[Point annotations for photos]
* * * *
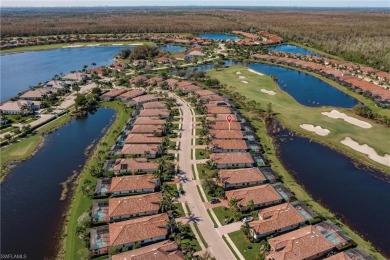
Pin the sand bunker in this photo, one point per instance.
(269, 92)
(336, 114)
(316, 129)
(253, 71)
(372, 154)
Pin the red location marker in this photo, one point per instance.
(229, 118)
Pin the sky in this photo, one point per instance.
(300, 3)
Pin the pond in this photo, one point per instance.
(173, 48)
(292, 49)
(219, 36)
(306, 89)
(357, 195)
(24, 69)
(31, 209)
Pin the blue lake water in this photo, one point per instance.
(21, 70)
(173, 48)
(31, 210)
(359, 196)
(219, 36)
(306, 89)
(292, 49)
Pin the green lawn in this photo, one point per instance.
(73, 246)
(222, 212)
(193, 241)
(242, 244)
(291, 114)
(204, 171)
(300, 193)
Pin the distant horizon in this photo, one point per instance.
(198, 3)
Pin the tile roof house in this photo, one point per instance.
(143, 139)
(20, 107)
(220, 125)
(143, 230)
(147, 129)
(141, 150)
(304, 243)
(276, 219)
(134, 206)
(131, 94)
(262, 196)
(238, 178)
(225, 146)
(145, 99)
(134, 165)
(161, 113)
(149, 121)
(154, 105)
(76, 76)
(133, 184)
(232, 160)
(112, 94)
(165, 250)
(226, 135)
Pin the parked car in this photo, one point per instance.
(247, 219)
(214, 201)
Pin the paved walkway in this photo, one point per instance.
(217, 245)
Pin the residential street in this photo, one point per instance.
(217, 246)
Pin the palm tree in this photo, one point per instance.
(233, 203)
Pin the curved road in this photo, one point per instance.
(217, 245)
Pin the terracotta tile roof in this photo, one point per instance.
(132, 93)
(134, 230)
(135, 149)
(134, 164)
(218, 110)
(143, 139)
(220, 117)
(231, 158)
(222, 134)
(131, 205)
(259, 194)
(165, 250)
(276, 217)
(205, 92)
(145, 98)
(154, 105)
(230, 144)
(244, 175)
(219, 125)
(154, 113)
(149, 121)
(114, 92)
(133, 182)
(303, 243)
(146, 129)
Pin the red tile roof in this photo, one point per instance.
(139, 229)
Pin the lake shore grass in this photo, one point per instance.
(71, 245)
(292, 114)
(74, 45)
(299, 192)
(26, 147)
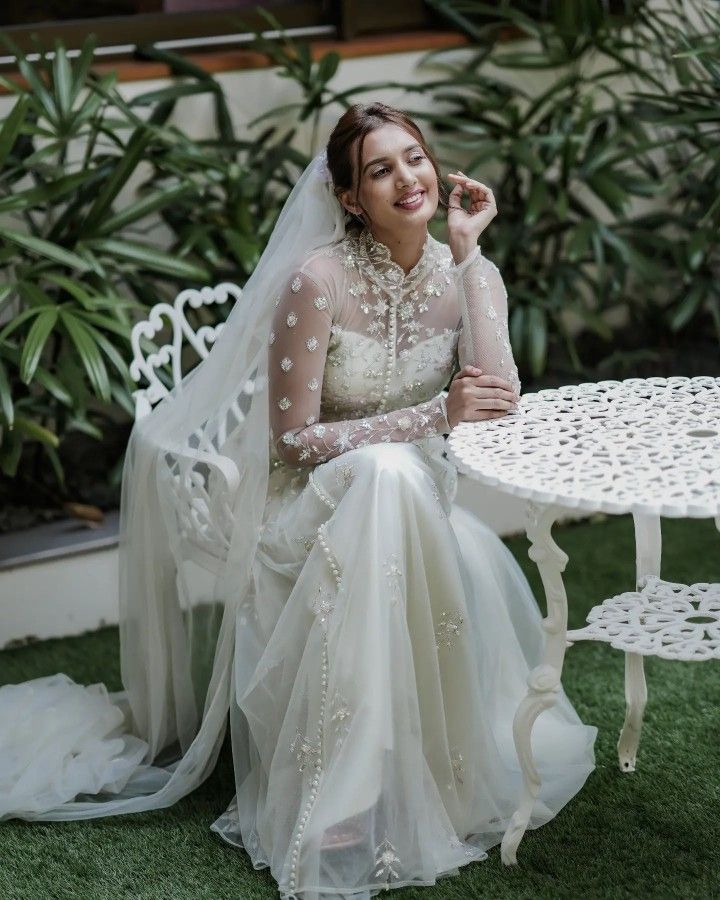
* * * *
# Job
Reproduce every one of the lines above word for word, omitting the pictures.

# Task output
Pin the sand bunker in this photo, one point per instance.
(269, 92)
(336, 114)
(316, 129)
(253, 71)
(372, 154)
Pin the red location marker in this photo, one point per instance.
(229, 118)
Pin the sky in this photo, one point per instance.
(300, 3)
Pin the pond in this photo, one point per instance.
(173, 48)
(292, 49)
(219, 36)
(306, 89)
(357, 195)
(24, 69)
(31, 209)
Pin the blue lake water in this photo, one point per instance.
(21, 70)
(173, 48)
(31, 210)
(359, 196)
(219, 36)
(306, 89)
(292, 49)
Pin the green lawn in this photo, one point per instance.
(73, 246)
(222, 212)
(193, 241)
(242, 244)
(291, 114)
(204, 171)
(300, 193)
Pin the distant horizon in this photo, one point per instance.
(198, 3)
Pin the tile roof house in this photo, one point per instance.
(143, 139)
(20, 107)
(220, 125)
(143, 230)
(147, 129)
(141, 150)
(304, 243)
(276, 219)
(134, 206)
(131, 94)
(262, 196)
(238, 178)
(225, 146)
(145, 99)
(134, 165)
(161, 113)
(149, 121)
(154, 105)
(76, 76)
(133, 184)
(232, 160)
(112, 94)
(165, 250)
(226, 135)
Pin the parked car in this photo, one point per instance.
(247, 219)
(214, 201)
Pin the paved walkway in this photo, one point per instance.
(217, 245)
Pin the residential street in this photo, one point per instance.
(217, 246)
Pin the palm tree in this photo, one point per instance.
(233, 203)
Pin the curved road in this photo, one point per instance.
(217, 245)
Pin the terracotta tile roof in this photo, one point per instance.
(132, 93)
(134, 230)
(135, 149)
(134, 164)
(218, 110)
(143, 139)
(220, 117)
(231, 158)
(222, 134)
(131, 205)
(259, 194)
(165, 250)
(276, 217)
(205, 92)
(145, 98)
(154, 105)
(230, 144)
(244, 175)
(219, 125)
(154, 113)
(149, 121)
(114, 92)
(133, 182)
(303, 243)
(146, 129)
Pin the red tile roof in this photo, one point per instance.
(139, 229)
Pin the lake shore grass in this photo, one point per instance.
(71, 245)
(292, 114)
(74, 45)
(299, 192)
(26, 147)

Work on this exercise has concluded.